- [PROBLEM TO WORK ON]:
Turn everything from the start of the records below down through the line containing "left=75, top=0, right=109, bottom=24" into a JSON list of strings, with one string per line and blank lines left out.

:: ENTRIES SUPPLIED

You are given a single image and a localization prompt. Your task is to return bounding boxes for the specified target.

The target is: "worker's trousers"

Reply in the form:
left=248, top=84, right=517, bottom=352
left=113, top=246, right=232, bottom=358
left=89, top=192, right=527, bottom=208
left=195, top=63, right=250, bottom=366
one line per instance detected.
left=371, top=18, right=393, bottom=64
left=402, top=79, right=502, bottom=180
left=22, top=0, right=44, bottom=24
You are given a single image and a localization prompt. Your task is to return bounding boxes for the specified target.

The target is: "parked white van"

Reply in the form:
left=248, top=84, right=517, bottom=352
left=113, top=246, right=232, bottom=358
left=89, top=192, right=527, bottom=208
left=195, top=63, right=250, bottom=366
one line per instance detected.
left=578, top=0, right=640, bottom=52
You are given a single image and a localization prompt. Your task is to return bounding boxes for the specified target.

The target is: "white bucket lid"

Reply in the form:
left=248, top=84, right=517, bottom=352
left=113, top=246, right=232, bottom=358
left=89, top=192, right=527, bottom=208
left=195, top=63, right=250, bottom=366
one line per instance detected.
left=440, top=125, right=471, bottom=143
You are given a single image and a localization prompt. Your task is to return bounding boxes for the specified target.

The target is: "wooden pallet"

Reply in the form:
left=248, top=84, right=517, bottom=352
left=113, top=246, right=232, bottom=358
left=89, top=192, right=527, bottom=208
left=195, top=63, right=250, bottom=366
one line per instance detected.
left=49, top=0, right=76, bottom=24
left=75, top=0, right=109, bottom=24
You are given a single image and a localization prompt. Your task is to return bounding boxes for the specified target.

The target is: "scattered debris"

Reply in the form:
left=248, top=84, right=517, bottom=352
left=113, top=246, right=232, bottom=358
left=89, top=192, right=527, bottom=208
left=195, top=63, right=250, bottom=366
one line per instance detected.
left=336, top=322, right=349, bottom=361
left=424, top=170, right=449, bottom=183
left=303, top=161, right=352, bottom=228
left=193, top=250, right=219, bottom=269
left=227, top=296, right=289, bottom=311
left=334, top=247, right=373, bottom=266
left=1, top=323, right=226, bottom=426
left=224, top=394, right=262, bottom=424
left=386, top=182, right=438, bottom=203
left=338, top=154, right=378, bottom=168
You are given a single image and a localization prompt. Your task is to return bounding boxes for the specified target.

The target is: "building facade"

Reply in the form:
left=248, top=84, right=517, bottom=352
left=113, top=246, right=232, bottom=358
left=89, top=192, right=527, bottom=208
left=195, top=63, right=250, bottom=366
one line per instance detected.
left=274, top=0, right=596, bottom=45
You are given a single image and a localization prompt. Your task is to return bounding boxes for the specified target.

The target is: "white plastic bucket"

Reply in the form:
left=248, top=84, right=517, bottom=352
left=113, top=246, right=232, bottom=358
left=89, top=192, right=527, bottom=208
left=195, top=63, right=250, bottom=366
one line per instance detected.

::::

- [EXERCISE ANSWER]:
[
  "You are given a single image and a localization prompt. Your task is to return bounding boxes for the specified target.",
  "The target is: \"worker's trousers\"",
  "Reply in the form:",
  "left=248, top=84, right=517, bottom=352",
  "left=113, top=246, right=232, bottom=358",
  "left=89, top=192, right=527, bottom=208",
  "left=195, top=63, right=250, bottom=366",
  "one line per instance detected.",
  "left=371, top=18, right=393, bottom=64",
  "left=402, top=79, right=502, bottom=180",
  "left=22, top=0, right=44, bottom=24",
  "You are given a single image and a localization prompt. Your task is to return bounding boxes for the specified target.",
  "The target is: \"parked white van\"",
  "Reply in the form:",
  "left=248, top=84, right=517, bottom=352",
  "left=113, top=246, right=232, bottom=358",
  "left=89, top=192, right=527, bottom=208",
  "left=195, top=63, right=250, bottom=366",
  "one line per instance detected.",
  "left=578, top=0, right=640, bottom=52",
  "You are given a single image and a localization prompt. Your task is to return bounding boxes for the specified target.",
  "The target is: \"white bucket lid\"",
  "Reply in the form:",
  "left=248, top=84, right=517, bottom=352",
  "left=113, top=246, right=232, bottom=358",
  "left=89, top=192, right=527, bottom=208",
  "left=195, top=63, right=250, bottom=366",
  "one line per instance detected.",
  "left=440, top=125, right=471, bottom=143",
  "You are given a single image and a localization prompt. Your task is to return bounding boxes for the specified target.",
  "The target is: \"wooden pallet\"",
  "Reply in the form:",
  "left=248, top=84, right=517, bottom=352",
  "left=113, top=246, right=232, bottom=358",
  "left=89, top=192, right=527, bottom=208",
  "left=195, top=63, right=250, bottom=366",
  "one line per instance detected.",
  "left=49, top=0, right=76, bottom=24",
  "left=75, top=0, right=109, bottom=24"
]